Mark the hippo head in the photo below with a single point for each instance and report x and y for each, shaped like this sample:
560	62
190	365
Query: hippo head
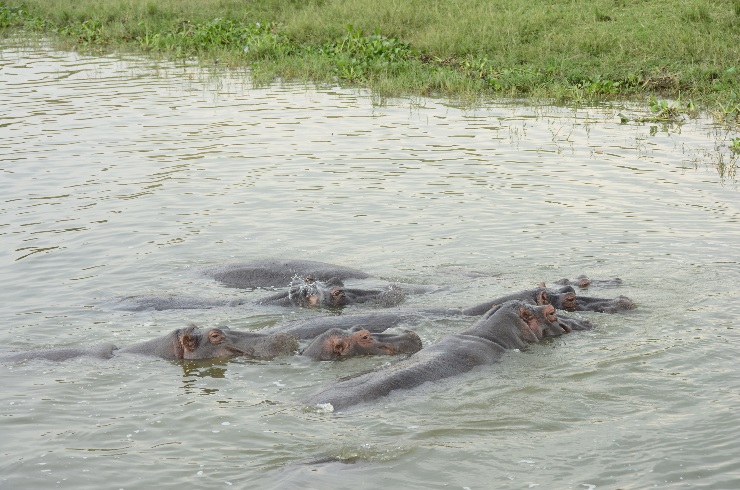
336	344
563	299
308	292
538	322
193	343
224	342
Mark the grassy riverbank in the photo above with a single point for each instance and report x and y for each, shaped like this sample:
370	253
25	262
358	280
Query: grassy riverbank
684	50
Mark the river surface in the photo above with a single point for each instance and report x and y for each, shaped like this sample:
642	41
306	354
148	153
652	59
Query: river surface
121	175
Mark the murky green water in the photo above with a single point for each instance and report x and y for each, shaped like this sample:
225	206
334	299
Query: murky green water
126	176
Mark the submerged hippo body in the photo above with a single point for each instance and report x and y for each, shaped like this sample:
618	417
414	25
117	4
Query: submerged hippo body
302	293
277	273
564	298
169	302
512	325
183	343
337	344
307	293
584	282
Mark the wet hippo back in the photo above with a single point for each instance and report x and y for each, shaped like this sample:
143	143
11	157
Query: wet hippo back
276	273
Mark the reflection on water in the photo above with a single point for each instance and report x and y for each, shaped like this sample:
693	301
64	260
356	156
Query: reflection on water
123	176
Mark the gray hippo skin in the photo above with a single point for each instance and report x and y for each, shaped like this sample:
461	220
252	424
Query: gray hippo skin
183	343
303	293
169	302
336	344
277	273
513	325
310	328
564	298
309	293
584	282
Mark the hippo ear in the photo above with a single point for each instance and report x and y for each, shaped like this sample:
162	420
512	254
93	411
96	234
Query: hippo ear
189	342
542	298
339	346
216	336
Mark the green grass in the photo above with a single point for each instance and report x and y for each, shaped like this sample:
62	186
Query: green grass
576	50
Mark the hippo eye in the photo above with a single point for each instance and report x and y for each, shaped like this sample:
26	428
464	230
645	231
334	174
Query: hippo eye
215	336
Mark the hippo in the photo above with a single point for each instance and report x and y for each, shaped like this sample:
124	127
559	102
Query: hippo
337	344
192	343
564	298
277	273
511	325
310	328
308	292
169	302
302	293
181	344
583	282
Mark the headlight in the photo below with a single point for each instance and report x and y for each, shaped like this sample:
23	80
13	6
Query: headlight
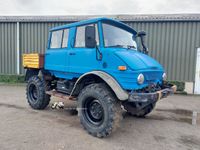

·····

In the copy, include each entry exactly as written and none of the pictures.

Answer box:
Mark the hippo head in the photo below with a single point for each instance and report x and y for each, shaped like this sample:
560	62
190	365
Query: hippo head
336	344
563	299
308	292
538	322
193	343
224	342
Mark the grassy riverbank in the photo above with a single point for each instance and report x and y for each, shaped like this sample:
370	253
25	262
358	280
Query: grassy riverbank
684	50
Mark the river surface in the photo above with a single point for each instance and report x and y for each, shaped like this sample:
642	41
306	354
148	153
652	59
Query: river surface
121	175
Mark the murky green water in the photo above with a single point for each instance and report x and y for each, shaped like this sample:
225	206
334	299
Query: murky green water
126	176
Mark the submerged hippo body in the photo above with a single point for each instance and report x and y for each, shaped like this sample:
618	417
414	25
117	4
Query: submerged hippo body
302	293
277	273
564	298
169	302
512	325
183	343
337	344
307	293
584	282
Mark the wet hippo back in the photo above with a single point for each instance and report x and y for each, shaped like this sample:
143	143
11	157
Query: wet hippo back
276	273
Mark the reflection on water in the photo above with a single point for each instance and report x and y for each, shaped like this sample:
693	301
64	260
356	156
Query: reflection on water
123	176
Mark the gray hippo skin in the photo above with a single point for each instance and report x and y for each, shaped like this sample:
461	220
252	424
Query: gray hippo skin
183	343
303	293
169	302
336	344
277	273
513	325
310	328
564	298
309	293
584	282
Mark the hippo ear in the photo above with a single point for each instance and report x and y for each, shaped like this sample:
162	420
512	254
93	411
96	234
Query: hippo ear
189	342
542	298
339	346
216	336
Mark the green grass in the photo above with a single point for each instance and report x and y for each, shaped like this sample:
62	186
Query: green grass
576	50
Mark the hippo eye in the photo above with a single point for each instance and report x and y for each, shaped like this sample:
26	428
464	230
645	231
334	174
Query: hippo eye
215	336
Mark the hippo in the photo above with a single point for each instance and report x and y for each, shaped like this sample:
124	127
559	102
Query: hippo
337	344
192	343
564	298
277	273
511	325
310	328
308	292
169	302
302	293
181	344
583	282
Mark the headlight in the photo below with a single point for each instance and report x and y for each, shaped like this sample:
23	80
13	6
Query: headlight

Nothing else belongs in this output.